WHAT TO PRODUCE >> Rewrite the records from the line containing "Tag the forest" through the end of the records, requests included, and add 77 to every number in the answer point coordinates. Leave the requests and their sample coordinates unchanged.

========

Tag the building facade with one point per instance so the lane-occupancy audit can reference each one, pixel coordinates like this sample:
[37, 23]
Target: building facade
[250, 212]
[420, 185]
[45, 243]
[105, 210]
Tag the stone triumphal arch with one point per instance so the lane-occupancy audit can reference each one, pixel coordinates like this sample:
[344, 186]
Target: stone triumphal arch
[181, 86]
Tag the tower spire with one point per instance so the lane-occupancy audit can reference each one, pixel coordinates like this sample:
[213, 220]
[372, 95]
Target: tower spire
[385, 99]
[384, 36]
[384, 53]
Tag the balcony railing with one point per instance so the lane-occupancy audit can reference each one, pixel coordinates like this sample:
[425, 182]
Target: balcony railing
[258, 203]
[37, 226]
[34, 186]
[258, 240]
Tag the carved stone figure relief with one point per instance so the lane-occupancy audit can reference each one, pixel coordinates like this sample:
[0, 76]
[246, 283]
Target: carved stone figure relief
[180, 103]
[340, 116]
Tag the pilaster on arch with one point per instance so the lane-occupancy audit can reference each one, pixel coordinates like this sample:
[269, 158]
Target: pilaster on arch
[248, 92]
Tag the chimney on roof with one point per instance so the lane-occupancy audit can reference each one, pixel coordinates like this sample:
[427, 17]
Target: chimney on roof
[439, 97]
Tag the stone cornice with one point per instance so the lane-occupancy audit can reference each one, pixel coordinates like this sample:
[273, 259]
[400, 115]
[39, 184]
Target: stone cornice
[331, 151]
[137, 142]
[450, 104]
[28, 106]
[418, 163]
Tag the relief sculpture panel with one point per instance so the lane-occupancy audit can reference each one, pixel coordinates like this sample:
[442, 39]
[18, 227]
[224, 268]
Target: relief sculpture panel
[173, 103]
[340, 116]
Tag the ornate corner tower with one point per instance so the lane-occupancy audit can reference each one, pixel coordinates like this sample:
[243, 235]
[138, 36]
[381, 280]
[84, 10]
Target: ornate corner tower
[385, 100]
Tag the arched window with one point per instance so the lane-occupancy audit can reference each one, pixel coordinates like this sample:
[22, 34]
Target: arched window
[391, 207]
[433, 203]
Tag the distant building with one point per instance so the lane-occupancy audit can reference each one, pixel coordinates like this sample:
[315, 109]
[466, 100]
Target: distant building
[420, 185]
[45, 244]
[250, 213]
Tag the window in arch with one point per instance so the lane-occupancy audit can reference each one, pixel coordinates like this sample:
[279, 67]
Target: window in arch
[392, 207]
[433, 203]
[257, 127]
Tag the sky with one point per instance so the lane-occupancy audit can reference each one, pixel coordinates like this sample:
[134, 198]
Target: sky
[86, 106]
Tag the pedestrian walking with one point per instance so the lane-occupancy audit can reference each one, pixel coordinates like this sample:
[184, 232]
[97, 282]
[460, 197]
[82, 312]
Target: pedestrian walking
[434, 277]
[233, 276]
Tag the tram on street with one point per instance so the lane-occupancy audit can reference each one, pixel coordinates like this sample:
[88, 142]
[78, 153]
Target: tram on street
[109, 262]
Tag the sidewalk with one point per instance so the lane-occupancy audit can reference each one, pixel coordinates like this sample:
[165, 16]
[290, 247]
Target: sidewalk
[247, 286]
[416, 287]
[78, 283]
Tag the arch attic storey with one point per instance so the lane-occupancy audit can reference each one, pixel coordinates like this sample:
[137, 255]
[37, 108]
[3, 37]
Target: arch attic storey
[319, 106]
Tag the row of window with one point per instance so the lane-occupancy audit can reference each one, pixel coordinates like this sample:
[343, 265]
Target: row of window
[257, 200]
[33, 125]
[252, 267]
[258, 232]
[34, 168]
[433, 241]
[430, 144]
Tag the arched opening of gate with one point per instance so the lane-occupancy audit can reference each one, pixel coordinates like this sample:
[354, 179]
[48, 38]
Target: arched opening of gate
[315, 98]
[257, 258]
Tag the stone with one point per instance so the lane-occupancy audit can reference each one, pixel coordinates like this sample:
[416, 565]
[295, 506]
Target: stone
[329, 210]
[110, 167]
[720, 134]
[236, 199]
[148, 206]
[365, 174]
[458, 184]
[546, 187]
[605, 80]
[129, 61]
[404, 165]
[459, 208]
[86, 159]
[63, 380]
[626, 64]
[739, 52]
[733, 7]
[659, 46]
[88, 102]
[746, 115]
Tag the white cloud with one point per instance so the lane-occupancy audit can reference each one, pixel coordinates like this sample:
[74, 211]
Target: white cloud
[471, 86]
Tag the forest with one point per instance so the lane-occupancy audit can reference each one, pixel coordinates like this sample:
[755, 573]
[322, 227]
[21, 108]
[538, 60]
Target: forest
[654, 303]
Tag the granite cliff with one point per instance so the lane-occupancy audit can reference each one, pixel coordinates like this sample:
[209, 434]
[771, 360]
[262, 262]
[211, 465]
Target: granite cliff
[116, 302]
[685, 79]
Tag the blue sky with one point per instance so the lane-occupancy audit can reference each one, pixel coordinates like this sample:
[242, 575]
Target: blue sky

========

RESPONSE >>
Tag the forest with one point per instance so the lane-occupancy audit can reference each one, pixel coordinates like this sample:
[755, 573]
[322, 227]
[21, 108]
[538, 60]
Target: forest
[731, 380]
Tag the granite cliff with one point per instance so the lane-occupancy audit can reference each one, pixel coordinates like this sample:
[209, 434]
[771, 360]
[262, 262]
[211, 465]
Target: granite cliff
[193, 379]
[762, 156]
Tag the blue sky with one point per instance so the lane-occupancy audit can reference each one, pixel coordinates like this sample:
[242, 575]
Target: blue sky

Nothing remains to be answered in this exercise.